> **Problem**
The range starts at the line containing "Target: mown grass" and ends at the last line of the records below. Reproduce those lines exactly.

(The data)

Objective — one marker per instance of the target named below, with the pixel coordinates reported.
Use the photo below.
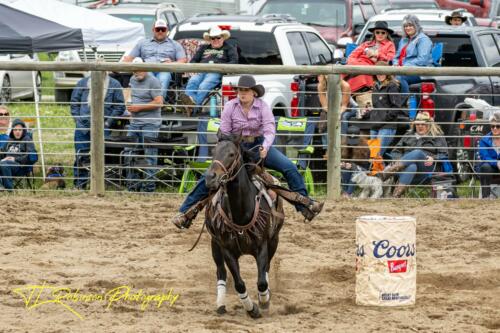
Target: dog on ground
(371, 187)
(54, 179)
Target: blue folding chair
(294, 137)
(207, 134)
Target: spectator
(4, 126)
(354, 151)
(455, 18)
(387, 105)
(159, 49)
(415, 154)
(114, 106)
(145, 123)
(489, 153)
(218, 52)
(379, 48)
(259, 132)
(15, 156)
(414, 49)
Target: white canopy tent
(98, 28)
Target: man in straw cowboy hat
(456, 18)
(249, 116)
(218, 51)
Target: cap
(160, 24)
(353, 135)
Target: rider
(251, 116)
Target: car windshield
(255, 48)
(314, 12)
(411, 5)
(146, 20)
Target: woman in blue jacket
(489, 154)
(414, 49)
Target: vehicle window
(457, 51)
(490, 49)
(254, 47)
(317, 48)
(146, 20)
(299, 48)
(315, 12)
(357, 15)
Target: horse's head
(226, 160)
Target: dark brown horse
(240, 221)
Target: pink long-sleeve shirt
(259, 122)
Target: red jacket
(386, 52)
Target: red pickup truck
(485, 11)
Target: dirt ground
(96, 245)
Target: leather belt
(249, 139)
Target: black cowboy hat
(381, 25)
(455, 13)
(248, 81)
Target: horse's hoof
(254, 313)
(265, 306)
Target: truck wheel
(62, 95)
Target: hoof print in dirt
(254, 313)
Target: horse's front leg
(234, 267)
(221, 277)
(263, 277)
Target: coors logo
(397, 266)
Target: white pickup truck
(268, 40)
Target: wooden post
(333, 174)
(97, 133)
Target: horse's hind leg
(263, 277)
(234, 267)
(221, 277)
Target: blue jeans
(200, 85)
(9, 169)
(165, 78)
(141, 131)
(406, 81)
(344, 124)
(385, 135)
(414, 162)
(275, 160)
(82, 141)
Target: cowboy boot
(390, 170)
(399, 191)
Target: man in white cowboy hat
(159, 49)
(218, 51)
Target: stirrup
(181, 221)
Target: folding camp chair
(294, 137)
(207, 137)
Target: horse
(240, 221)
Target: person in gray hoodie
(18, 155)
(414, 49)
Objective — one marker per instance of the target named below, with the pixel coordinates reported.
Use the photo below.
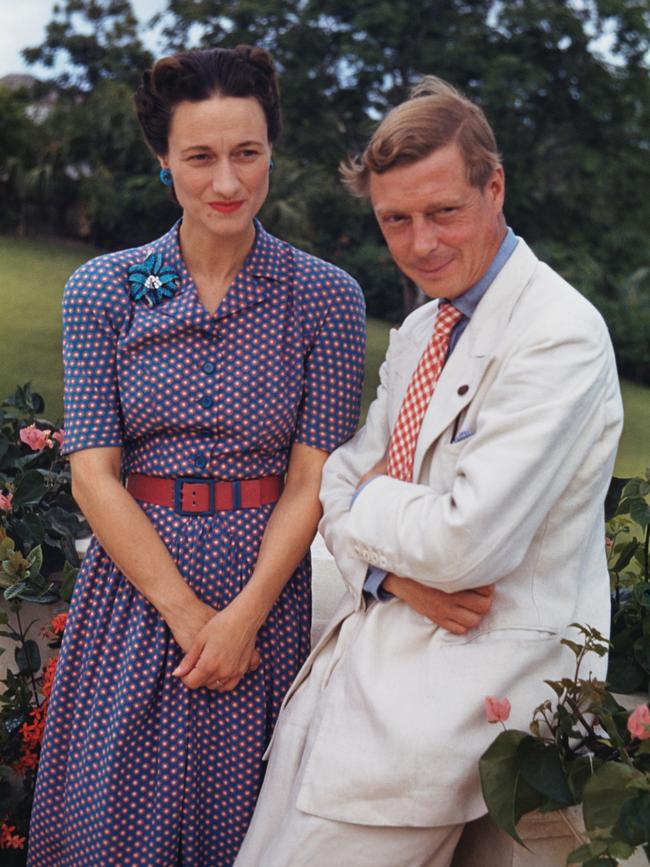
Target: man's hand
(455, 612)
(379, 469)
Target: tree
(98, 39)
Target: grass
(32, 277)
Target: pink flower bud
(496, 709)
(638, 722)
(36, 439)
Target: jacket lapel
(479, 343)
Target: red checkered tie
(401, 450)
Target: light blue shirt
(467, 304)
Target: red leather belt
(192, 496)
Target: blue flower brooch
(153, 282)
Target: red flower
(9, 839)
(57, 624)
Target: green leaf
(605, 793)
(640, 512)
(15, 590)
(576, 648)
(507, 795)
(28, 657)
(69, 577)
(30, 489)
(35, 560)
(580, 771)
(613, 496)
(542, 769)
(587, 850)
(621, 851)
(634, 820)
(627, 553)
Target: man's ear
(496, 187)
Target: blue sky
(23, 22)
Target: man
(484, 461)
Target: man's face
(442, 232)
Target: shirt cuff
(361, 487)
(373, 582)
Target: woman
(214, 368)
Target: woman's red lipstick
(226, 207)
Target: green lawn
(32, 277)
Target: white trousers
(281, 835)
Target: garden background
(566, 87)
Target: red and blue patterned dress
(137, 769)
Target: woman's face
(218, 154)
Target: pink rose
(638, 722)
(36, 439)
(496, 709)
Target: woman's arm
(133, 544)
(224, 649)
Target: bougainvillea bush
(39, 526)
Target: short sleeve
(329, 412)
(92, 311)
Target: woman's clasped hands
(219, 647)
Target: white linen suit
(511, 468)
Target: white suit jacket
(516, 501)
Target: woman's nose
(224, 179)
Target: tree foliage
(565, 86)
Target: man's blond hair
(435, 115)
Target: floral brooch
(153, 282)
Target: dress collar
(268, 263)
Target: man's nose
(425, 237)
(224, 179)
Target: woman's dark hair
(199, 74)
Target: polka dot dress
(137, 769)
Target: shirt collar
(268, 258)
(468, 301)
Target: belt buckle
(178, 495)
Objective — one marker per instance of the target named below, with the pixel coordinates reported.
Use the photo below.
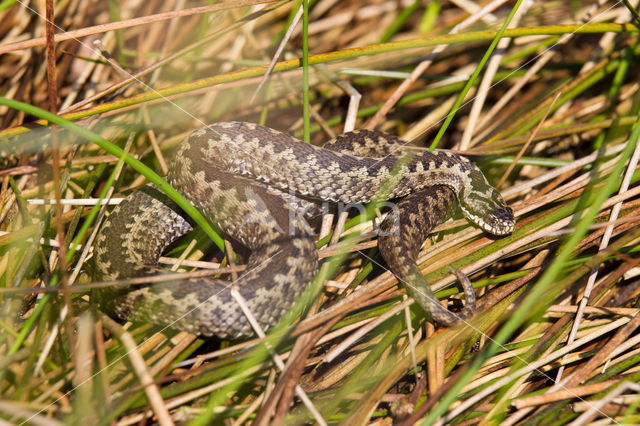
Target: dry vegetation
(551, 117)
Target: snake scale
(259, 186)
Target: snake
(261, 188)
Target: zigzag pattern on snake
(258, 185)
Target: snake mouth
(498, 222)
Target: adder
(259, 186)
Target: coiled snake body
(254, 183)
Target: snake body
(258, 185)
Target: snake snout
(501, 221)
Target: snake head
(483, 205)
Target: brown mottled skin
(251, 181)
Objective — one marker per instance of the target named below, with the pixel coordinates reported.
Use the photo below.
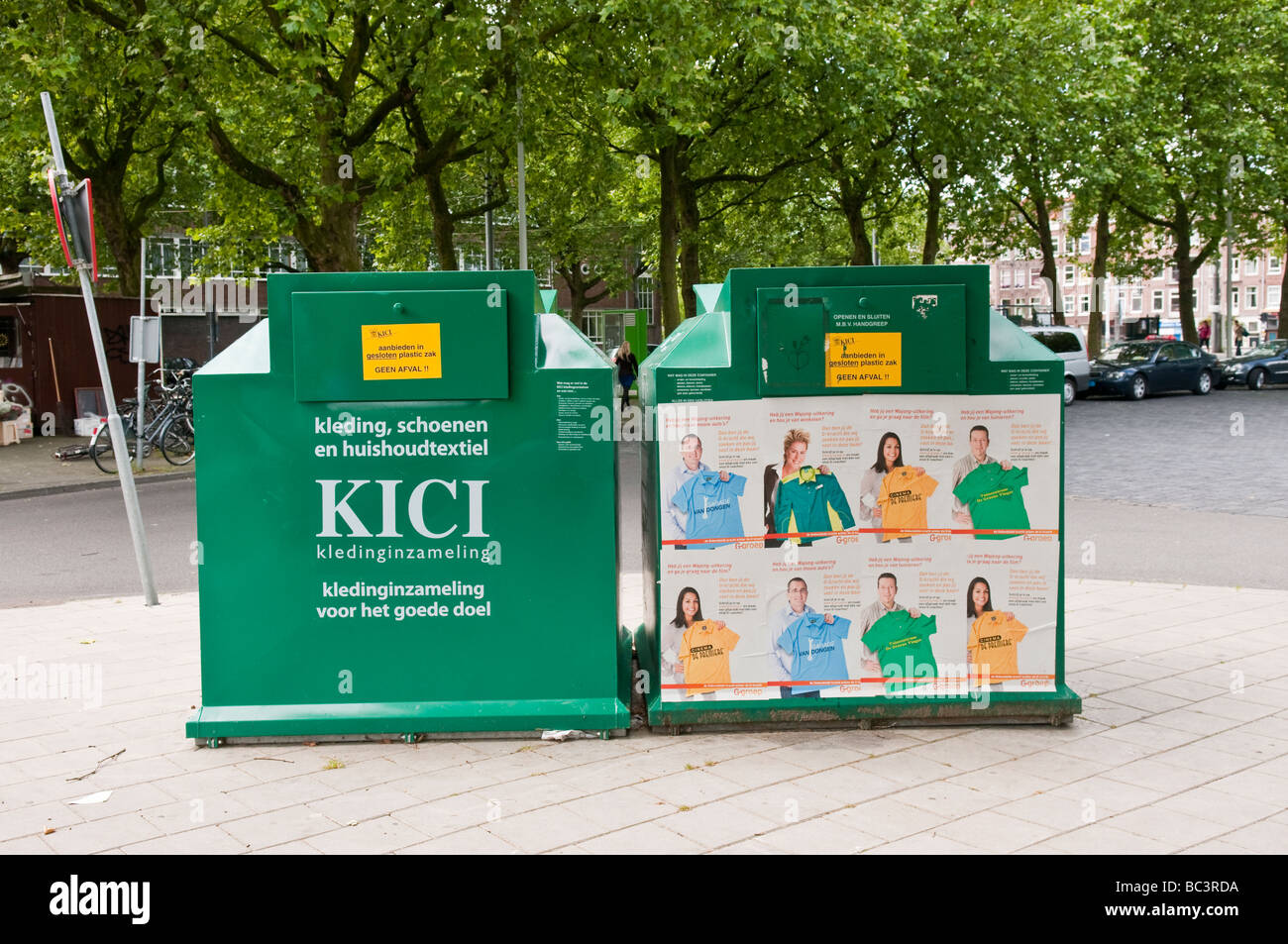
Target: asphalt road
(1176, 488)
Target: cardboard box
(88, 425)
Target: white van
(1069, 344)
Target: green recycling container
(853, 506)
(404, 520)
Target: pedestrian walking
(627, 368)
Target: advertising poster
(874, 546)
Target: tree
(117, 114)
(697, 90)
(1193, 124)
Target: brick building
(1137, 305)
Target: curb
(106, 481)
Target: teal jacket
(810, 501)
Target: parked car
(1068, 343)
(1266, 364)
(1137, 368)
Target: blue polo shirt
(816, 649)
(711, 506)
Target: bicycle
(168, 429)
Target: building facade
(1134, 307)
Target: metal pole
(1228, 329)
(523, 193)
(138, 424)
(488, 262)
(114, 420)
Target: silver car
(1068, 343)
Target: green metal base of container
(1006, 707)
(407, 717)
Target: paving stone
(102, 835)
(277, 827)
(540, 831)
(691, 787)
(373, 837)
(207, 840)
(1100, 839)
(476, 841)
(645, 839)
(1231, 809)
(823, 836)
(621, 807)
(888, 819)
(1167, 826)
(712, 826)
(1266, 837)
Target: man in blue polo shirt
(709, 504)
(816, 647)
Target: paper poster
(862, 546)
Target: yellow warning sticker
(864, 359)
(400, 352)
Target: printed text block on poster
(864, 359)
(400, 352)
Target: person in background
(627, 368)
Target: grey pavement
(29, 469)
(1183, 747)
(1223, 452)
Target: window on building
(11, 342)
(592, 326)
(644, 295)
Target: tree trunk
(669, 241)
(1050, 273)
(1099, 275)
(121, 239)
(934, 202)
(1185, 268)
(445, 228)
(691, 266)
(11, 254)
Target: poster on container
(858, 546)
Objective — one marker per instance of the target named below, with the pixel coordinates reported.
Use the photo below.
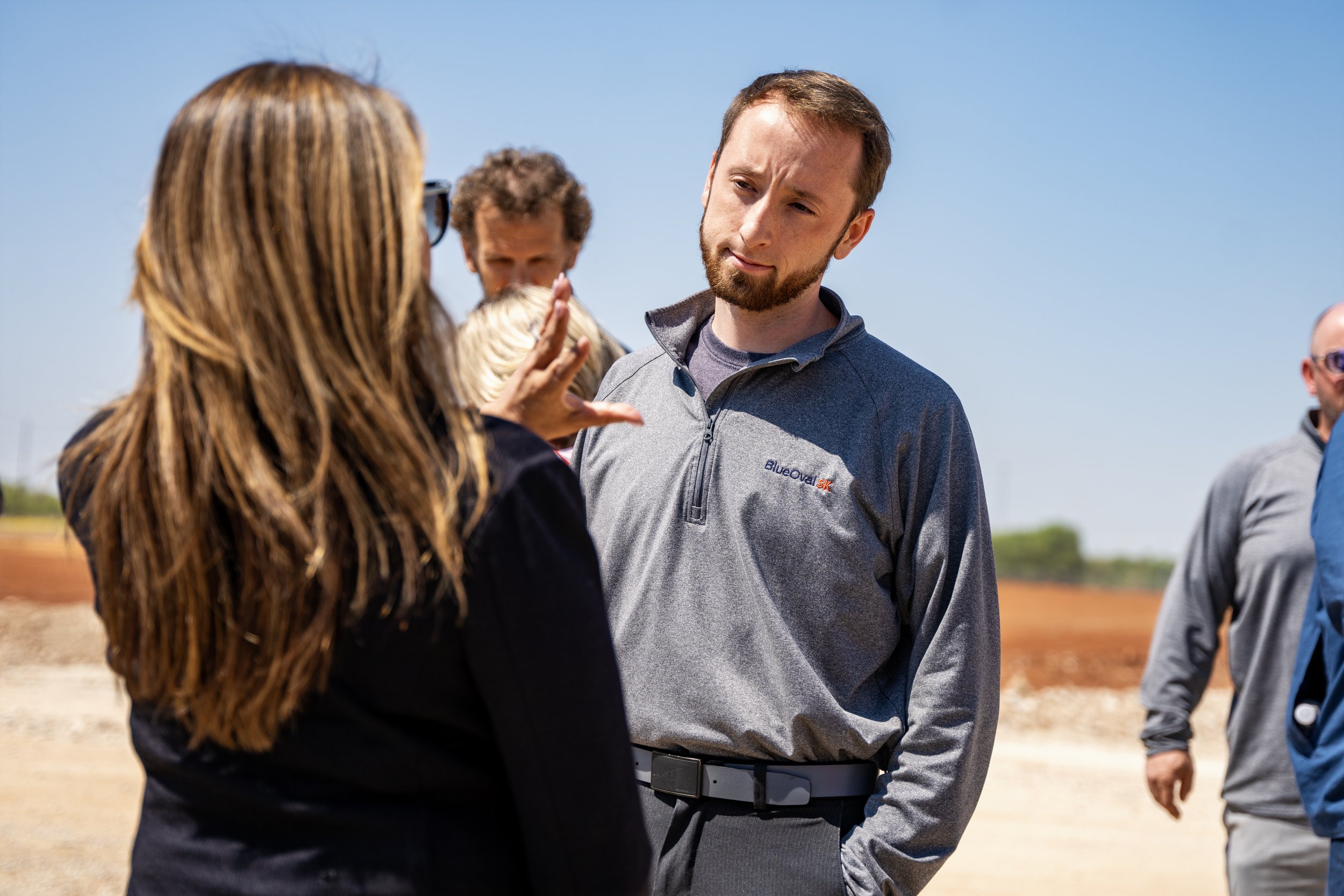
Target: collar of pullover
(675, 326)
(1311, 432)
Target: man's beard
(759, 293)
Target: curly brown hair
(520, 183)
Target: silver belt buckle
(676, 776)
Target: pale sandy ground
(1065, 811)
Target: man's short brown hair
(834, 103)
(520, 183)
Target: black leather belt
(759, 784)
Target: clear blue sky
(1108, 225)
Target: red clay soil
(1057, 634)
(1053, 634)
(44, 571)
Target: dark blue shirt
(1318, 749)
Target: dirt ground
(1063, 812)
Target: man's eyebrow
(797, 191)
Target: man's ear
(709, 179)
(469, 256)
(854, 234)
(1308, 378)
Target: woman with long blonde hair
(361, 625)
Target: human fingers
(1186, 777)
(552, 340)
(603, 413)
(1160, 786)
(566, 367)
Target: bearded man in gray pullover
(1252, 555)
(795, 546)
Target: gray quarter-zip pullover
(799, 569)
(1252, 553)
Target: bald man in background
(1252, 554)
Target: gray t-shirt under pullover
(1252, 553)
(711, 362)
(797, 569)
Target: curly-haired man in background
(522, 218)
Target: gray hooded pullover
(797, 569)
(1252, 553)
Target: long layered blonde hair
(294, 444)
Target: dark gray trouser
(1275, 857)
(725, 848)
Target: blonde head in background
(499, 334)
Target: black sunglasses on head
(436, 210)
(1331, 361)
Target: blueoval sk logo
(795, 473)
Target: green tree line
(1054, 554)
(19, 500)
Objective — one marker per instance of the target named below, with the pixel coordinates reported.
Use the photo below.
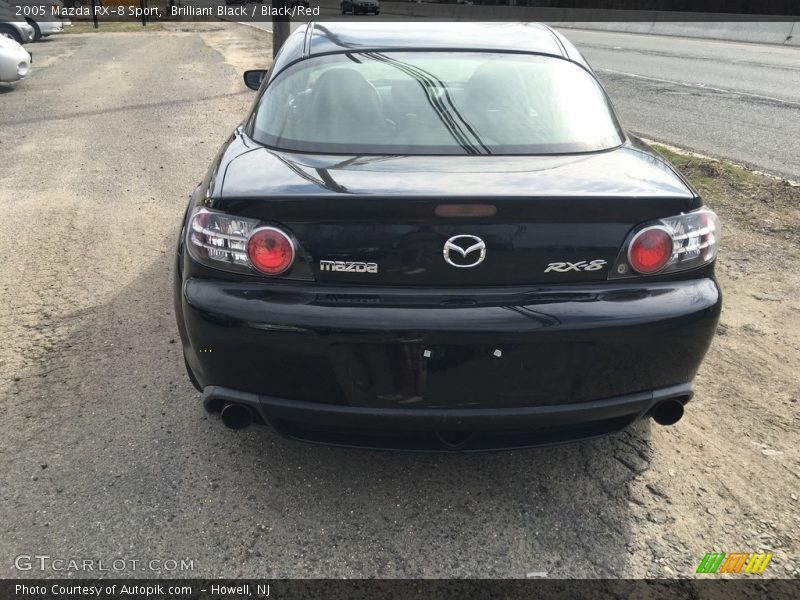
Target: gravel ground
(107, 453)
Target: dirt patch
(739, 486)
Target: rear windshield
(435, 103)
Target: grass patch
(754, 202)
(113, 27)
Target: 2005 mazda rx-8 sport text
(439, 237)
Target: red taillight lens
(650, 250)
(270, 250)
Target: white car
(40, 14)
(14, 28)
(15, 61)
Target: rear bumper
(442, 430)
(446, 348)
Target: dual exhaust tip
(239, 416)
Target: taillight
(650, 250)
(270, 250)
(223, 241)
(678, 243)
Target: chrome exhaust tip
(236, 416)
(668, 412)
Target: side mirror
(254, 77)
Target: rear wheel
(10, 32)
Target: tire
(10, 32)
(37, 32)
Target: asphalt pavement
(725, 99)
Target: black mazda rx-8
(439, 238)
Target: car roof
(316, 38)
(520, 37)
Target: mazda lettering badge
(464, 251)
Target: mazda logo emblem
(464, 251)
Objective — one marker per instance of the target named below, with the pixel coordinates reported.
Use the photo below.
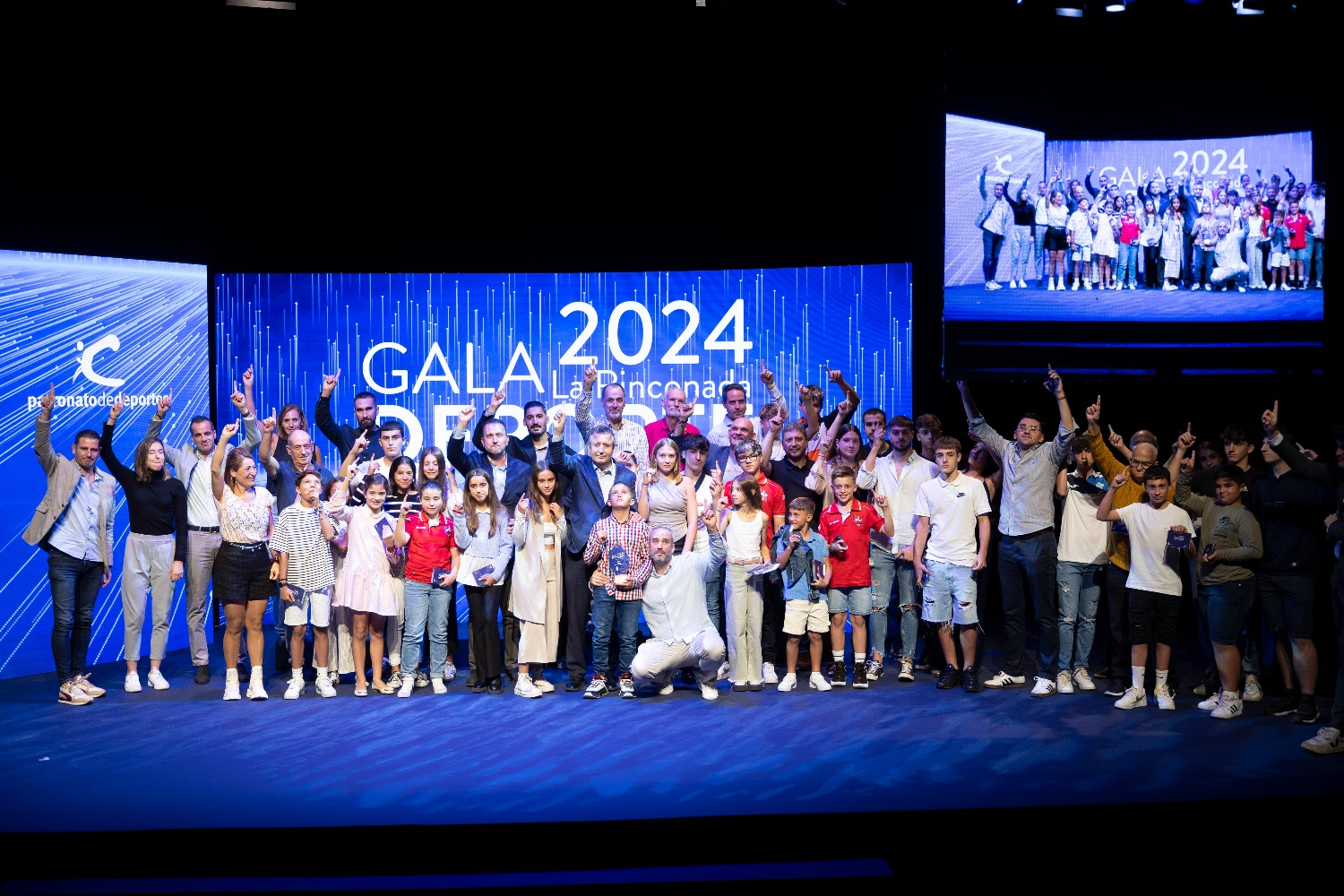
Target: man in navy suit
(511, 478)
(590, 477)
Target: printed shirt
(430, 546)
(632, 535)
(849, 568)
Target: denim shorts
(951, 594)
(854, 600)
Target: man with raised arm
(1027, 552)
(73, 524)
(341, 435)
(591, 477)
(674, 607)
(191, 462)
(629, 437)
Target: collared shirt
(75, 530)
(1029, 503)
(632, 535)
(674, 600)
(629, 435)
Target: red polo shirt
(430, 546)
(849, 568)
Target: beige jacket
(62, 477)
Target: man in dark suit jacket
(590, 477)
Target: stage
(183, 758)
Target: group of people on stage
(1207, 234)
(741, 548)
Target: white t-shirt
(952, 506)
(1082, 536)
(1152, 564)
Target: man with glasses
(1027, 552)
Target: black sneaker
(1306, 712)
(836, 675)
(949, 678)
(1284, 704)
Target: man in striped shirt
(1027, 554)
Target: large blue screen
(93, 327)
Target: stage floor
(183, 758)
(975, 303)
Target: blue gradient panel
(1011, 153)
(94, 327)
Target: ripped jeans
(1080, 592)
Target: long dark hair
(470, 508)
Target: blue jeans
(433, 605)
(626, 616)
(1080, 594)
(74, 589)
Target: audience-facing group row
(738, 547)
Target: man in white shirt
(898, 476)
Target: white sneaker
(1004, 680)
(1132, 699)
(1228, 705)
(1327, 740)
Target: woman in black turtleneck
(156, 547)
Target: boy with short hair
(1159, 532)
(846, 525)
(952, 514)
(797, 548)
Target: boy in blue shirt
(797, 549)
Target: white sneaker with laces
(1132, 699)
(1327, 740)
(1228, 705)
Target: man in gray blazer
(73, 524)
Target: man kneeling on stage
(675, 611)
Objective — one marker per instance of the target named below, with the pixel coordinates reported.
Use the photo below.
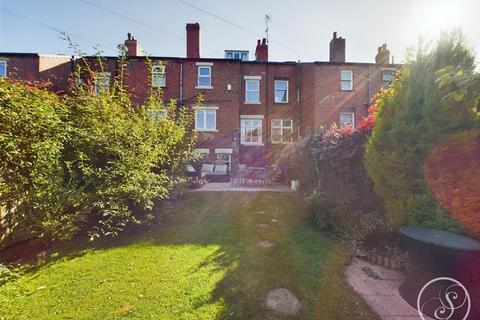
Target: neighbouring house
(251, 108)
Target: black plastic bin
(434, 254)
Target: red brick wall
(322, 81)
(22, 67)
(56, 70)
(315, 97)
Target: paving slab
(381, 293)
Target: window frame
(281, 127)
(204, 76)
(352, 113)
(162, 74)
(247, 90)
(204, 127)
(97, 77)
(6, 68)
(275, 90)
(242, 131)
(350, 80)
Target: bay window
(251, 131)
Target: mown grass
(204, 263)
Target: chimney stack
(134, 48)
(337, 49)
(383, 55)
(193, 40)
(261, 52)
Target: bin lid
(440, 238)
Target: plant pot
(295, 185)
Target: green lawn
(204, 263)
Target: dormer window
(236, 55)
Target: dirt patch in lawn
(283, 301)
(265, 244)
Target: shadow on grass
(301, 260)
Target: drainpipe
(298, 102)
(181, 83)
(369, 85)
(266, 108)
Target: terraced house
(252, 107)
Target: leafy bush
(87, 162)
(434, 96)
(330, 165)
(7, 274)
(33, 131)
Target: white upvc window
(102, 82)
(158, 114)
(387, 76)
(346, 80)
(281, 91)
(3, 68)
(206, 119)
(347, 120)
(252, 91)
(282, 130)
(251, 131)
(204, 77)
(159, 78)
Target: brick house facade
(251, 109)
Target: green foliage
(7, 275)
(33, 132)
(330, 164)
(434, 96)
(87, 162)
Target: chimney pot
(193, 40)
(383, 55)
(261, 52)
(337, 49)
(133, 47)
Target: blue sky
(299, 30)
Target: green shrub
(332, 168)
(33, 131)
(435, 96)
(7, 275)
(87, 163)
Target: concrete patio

(End The data)

> **Problem solution**
Target: mown grass
(204, 263)
Target: chimney stack
(134, 48)
(337, 49)
(383, 55)
(193, 40)
(261, 52)
Target: bin lid
(440, 238)
Target: plant pot
(295, 185)
Target: green lawn
(204, 263)
Target: dormer window
(236, 55)
Target: dirt patch in lawn
(283, 301)
(265, 244)
Target: shadow on grass
(301, 260)
Target: drainpipe
(298, 102)
(181, 83)
(369, 85)
(266, 108)
Target: terraced house
(252, 107)
Target: leafy bush
(87, 162)
(434, 96)
(330, 165)
(7, 274)
(33, 131)
Target: white upvc window
(102, 82)
(158, 114)
(387, 76)
(346, 80)
(281, 91)
(3, 68)
(206, 119)
(347, 120)
(252, 91)
(282, 130)
(251, 131)
(204, 77)
(159, 78)
Target: brick house facade
(251, 109)
Target: green foliage
(7, 275)
(33, 132)
(330, 164)
(434, 96)
(87, 162)
Target: chimney pot
(193, 40)
(383, 55)
(261, 52)
(337, 49)
(133, 47)
Target: blue sky
(299, 30)
Target: green shrub
(332, 168)
(33, 131)
(435, 96)
(7, 275)
(87, 163)
Target: concrete patio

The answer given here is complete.